Starting at the line that has "Target: large horizontal beam" and stopping after the line that has "Target: stone step", reproduce the listing below exactly; omit everything else.

(Available records begins)

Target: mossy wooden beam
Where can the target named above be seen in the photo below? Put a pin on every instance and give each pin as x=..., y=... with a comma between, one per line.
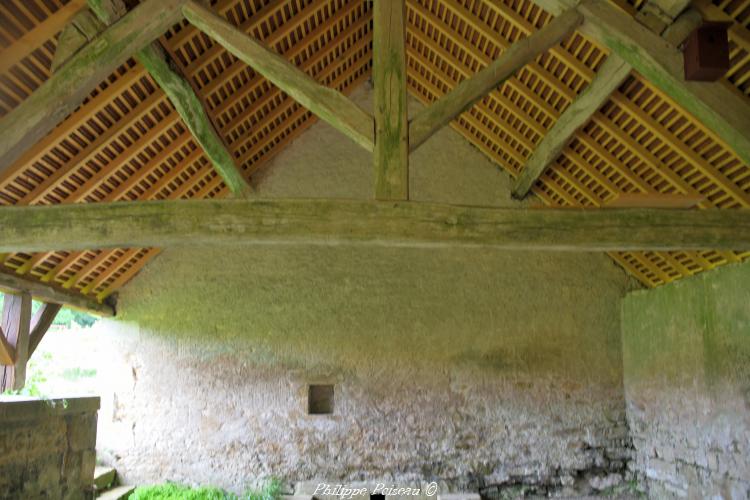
x=68, y=87
x=718, y=108
x=391, y=113
x=609, y=77
x=328, y=104
x=183, y=97
x=469, y=91
x=12, y=283
x=392, y=223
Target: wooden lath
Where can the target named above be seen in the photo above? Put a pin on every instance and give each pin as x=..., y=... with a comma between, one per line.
x=155, y=157
x=127, y=143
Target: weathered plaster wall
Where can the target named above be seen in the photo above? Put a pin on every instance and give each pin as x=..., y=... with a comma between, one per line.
x=467, y=365
x=687, y=379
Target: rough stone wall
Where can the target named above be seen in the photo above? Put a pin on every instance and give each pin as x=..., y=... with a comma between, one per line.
x=686, y=353
x=47, y=448
x=472, y=366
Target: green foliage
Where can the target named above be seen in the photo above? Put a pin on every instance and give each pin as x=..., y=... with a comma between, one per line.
x=171, y=491
x=271, y=490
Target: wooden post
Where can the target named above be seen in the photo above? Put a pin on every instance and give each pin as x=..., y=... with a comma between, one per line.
x=391, y=113
x=15, y=324
x=611, y=74
x=183, y=97
x=328, y=104
x=469, y=91
x=73, y=82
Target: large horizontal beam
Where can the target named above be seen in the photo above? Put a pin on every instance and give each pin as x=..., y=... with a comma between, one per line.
x=47, y=293
x=328, y=104
x=718, y=108
x=469, y=91
x=48, y=105
x=331, y=222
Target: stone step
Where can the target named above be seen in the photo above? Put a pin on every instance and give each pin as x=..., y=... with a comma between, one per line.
x=117, y=493
x=104, y=477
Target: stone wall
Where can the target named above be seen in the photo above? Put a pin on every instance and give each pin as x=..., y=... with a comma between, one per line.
x=473, y=366
x=686, y=353
x=47, y=447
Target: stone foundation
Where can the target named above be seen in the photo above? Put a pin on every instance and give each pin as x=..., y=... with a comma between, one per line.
x=47, y=447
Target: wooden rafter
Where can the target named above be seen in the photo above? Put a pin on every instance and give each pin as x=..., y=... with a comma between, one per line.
x=612, y=73
x=391, y=114
x=274, y=221
x=184, y=99
x=710, y=102
x=66, y=89
x=49, y=293
x=469, y=91
x=328, y=104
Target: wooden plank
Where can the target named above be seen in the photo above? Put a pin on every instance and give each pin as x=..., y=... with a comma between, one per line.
x=328, y=104
x=611, y=75
x=655, y=200
x=38, y=35
x=13, y=283
x=440, y=113
x=718, y=108
x=40, y=323
x=66, y=89
x=183, y=97
x=321, y=221
x=391, y=112
x=16, y=320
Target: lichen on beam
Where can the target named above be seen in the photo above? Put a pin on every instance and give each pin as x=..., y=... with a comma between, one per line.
x=360, y=222
x=49, y=104
x=183, y=97
x=328, y=104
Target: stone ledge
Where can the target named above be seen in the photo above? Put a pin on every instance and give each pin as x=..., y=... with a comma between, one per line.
x=24, y=407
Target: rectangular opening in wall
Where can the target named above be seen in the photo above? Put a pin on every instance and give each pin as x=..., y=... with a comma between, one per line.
x=320, y=399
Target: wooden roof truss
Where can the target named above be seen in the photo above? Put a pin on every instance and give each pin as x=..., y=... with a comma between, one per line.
x=197, y=112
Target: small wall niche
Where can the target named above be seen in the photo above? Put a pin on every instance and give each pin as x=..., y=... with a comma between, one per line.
x=320, y=399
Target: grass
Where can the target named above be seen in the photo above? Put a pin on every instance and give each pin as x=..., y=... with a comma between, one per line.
x=271, y=490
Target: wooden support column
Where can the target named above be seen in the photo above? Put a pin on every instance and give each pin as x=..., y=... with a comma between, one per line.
x=610, y=76
x=719, y=108
x=391, y=112
x=40, y=323
x=73, y=82
x=15, y=325
x=469, y=91
x=328, y=104
x=394, y=223
x=183, y=97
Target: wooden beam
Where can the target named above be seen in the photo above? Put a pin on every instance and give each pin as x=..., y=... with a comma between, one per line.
x=331, y=222
x=610, y=76
x=16, y=320
x=65, y=90
x=40, y=323
x=38, y=35
x=391, y=112
x=183, y=97
x=44, y=292
x=440, y=113
x=7, y=353
x=719, y=109
x=328, y=104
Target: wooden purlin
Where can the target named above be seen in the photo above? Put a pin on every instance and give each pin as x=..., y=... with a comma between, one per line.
x=338, y=48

(Available records ends)

▶ [Written response]
Target: large horizontal beam
Where can the target named above be seen in the photo above? Put a pin on every instance and give each pin as x=..., y=... with a comma between, one per line.
x=47, y=293
x=328, y=104
x=718, y=108
x=469, y=91
x=48, y=105
x=331, y=222
Target: stone step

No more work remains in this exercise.